══ GIVEN INFORMATION

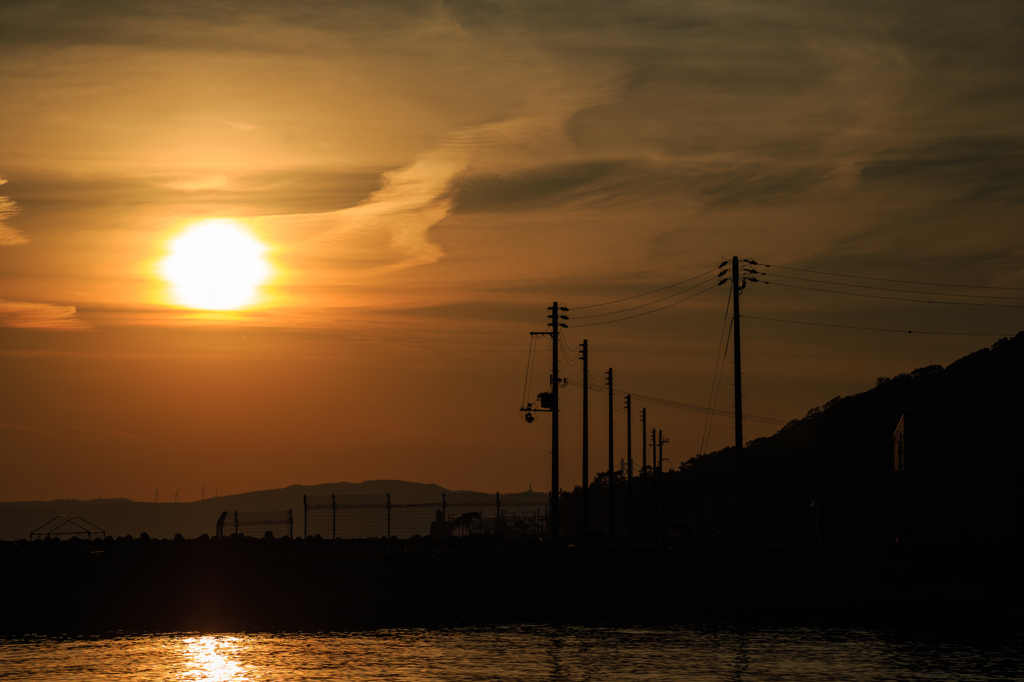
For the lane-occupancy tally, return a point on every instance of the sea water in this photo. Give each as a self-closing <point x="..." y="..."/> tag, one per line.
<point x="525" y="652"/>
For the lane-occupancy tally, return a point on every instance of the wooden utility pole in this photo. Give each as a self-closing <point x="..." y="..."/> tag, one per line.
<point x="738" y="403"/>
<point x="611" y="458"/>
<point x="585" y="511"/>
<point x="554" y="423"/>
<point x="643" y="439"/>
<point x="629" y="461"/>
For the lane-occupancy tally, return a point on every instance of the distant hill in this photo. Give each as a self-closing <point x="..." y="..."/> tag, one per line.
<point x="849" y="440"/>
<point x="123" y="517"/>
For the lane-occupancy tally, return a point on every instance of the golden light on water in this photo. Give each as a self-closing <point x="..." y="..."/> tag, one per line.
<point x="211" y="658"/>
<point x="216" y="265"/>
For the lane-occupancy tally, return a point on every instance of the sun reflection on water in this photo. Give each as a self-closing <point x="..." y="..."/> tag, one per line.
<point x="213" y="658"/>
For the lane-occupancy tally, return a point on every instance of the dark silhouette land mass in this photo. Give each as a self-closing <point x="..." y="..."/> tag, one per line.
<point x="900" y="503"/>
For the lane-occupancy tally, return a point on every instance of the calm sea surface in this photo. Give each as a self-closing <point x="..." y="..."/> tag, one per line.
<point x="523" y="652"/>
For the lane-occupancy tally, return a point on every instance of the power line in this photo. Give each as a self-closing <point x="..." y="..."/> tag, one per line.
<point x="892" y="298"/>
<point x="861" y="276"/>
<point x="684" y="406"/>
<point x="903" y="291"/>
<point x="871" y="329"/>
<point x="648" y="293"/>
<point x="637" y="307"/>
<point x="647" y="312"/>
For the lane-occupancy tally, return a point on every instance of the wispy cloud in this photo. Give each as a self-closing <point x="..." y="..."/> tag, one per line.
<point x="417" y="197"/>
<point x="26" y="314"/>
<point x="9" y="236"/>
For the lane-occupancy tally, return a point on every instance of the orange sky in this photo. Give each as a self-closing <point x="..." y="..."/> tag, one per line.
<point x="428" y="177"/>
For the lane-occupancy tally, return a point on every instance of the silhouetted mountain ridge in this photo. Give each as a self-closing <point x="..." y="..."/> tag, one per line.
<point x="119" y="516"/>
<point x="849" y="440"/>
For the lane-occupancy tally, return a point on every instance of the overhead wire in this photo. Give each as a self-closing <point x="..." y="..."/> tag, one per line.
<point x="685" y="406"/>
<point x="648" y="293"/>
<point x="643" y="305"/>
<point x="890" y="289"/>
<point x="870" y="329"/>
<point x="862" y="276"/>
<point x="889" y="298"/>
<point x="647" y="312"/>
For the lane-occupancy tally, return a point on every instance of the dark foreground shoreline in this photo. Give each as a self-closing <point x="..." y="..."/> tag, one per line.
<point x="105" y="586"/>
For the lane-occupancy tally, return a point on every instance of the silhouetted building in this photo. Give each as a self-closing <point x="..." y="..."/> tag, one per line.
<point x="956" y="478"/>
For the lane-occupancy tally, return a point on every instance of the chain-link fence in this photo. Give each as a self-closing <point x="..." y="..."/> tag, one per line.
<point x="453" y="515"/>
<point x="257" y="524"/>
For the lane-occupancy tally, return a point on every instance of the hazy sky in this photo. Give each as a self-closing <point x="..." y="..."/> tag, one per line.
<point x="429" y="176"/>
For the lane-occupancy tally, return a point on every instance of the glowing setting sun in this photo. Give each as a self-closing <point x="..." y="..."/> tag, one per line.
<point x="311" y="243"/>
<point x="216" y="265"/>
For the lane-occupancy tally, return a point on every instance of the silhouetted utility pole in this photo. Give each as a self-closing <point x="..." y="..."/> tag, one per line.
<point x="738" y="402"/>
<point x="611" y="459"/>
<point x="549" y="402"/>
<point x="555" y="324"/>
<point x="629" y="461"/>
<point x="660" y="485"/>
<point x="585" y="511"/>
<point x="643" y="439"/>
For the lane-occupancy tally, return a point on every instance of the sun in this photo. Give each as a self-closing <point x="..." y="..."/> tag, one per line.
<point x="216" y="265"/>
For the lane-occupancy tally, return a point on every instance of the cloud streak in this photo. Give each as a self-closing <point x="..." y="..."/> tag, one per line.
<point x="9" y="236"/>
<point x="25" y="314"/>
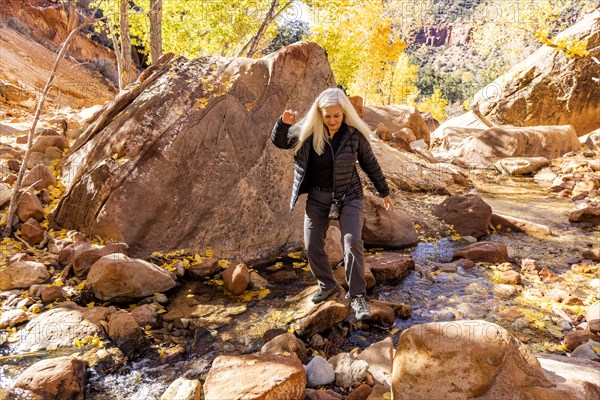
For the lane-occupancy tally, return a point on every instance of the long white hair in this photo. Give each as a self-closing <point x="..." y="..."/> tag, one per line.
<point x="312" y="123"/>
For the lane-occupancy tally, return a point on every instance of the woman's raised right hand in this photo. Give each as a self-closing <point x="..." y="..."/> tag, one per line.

════

EXERCISE PROMPT =>
Copy the records above exactly, omitting every picture.

TASK ANSWER =>
For the lane-occupancy tally, return a point on every instance of the sea water in this photo. Give each as a self-closing <point x="..." y="..."/> tag, one per line.
<point x="525" y="652"/>
For the lane-occupancy tally, return a point on every instance of the wooden utility pole in this photo. Give each as a self-closing <point x="..." y="..."/> tag, one per line.
<point x="738" y="403"/>
<point x="611" y="458"/>
<point x="585" y="511"/>
<point x="554" y="423"/>
<point x="643" y="439"/>
<point x="629" y="461"/>
For the lane-occupancy tally, return a point on every instance of the distant hill in this photo. Give each as a self-closing <point x="..." y="..."/> tag, one per line.
<point x="849" y="440"/>
<point x="123" y="517"/>
For the lane-occupancy tally, return a point on every instance of the golden light on water in this photo. Give each as a self-closing <point x="..." y="..."/> tag, one per line.
<point x="211" y="658"/>
<point x="216" y="265"/>
For the lane-occupancy tally, return a point on every instance of the sun reflection on water in this photo. Give each as a self-closing <point x="..." y="..."/> tag, one per line.
<point x="213" y="658"/>
For the lane-occupancy tally, return a point on every instance of the dark silhouette land mass in this photo. Give each as a self-closing <point x="..." y="..."/> tag, one per line.
<point x="900" y="503"/>
For the lane-occupancy tally, return a point on every instance of the calm sea surface in this photo. Give each as a self-closing <point x="..." y="..."/> tag, one per line.
<point x="523" y="652"/>
For the lane-occupancy tally, return a point on every instance of the power line in this photo. Give each as a self-closing <point x="..." y="..."/> tag, one per line.
<point x="892" y="298"/>
<point x="861" y="276"/>
<point x="684" y="406"/>
<point x="903" y="291"/>
<point x="871" y="329"/>
<point x="648" y="293"/>
<point x="637" y="307"/>
<point x="647" y="312"/>
For the lane-occupancy tally, return a point on every instance of the wispy cloud in this photo. Give each as a self-closing <point x="..." y="..."/> tag, one per line.
<point x="417" y="197"/>
<point x="26" y="314"/>
<point x="9" y="236"/>
For the lane-occupancy tally, return a point on every instance of the orange sky in this photo. Give each as a self-closing <point x="..." y="..."/> tag, one per line.
<point x="428" y="177"/>
For the lane-occupancy tally, return a point on every instance of the silhouetted mountain ridge in this photo. Give each as a self-closing <point x="..." y="..."/> tag, one per line.
<point x="119" y="516"/>
<point x="849" y="440"/>
For the lane-occupancy tally, return a point on every instance of the overhead wire in this photo. Give each as a self-closing <point x="..." y="..."/> tag, one per line.
<point x="685" y="406"/>
<point x="648" y="293"/>
<point x="643" y="305"/>
<point x="890" y="289"/>
<point x="870" y="329"/>
<point x="862" y="276"/>
<point x="889" y="298"/>
<point x="647" y="312"/>
For the lane-occupancy tally, return a point on every instance of the dark foreground shoreline in this photo. Give each as a self-closing <point x="..." y="..."/> tag, one per line.
<point x="105" y="586"/>
For the lane-occupancy tally, return a point on every instance of the silhouetted building in this photo. Give each as a self-closing <point x="..." y="..."/> tag, one per line.
<point x="956" y="478"/>
For the lane-occupancy tally, return a point on every instance of the chain-link fence in this photo. Give each as a self-closing <point x="..." y="..."/> tag, one per line.
<point x="453" y="515"/>
<point x="257" y="524"/>
For the lane-occupancy tally, return a point on every instance of the hazy sky in this photo. Give each as a self-closing <point x="..." y="..."/> tag, one per line.
<point x="429" y="176"/>
For the lane-occupancy tally, return a point on every instance of the glowing setting sun in this photo. Give each as a self-closing <point x="..." y="..."/> tag, one per line.
<point x="311" y="243"/>
<point x="216" y="265"/>
For the lane-occupancy tally, return a point on every instance of the silhouetted utility pole in this photo. Give each as a self-closing <point x="..." y="..."/> tag, one per line.
<point x="738" y="402"/>
<point x="611" y="459"/>
<point x="549" y="402"/>
<point x="555" y="324"/>
<point x="629" y="461"/>
<point x="660" y="485"/>
<point x="585" y="511"/>
<point x="643" y="439"/>
For the lane-occupancy tally, return a point on every instance of the sun in this photo. Give each as a self-closing <point x="..." y="..."/> tag, one per line.
<point x="216" y="265"/>
For the lane-occupancy tally, return a point on every instance of the cloud streak in this photo. Give each as a self-closing <point x="..." y="..."/> tag, one per line.
<point x="9" y="236"/>
<point x="25" y="314"/>
For the lane-occupancy tally, return a point on every instance of the long white hair in this photo. Give each as a self-closing <point x="..." y="..."/> tag, one per line.
<point x="312" y="123"/>
For the lane-occupancy tally, return a point on every instance of the woman's raised right hand in this photo. Give each as a self-closing <point x="..." y="..."/> tag, one per line.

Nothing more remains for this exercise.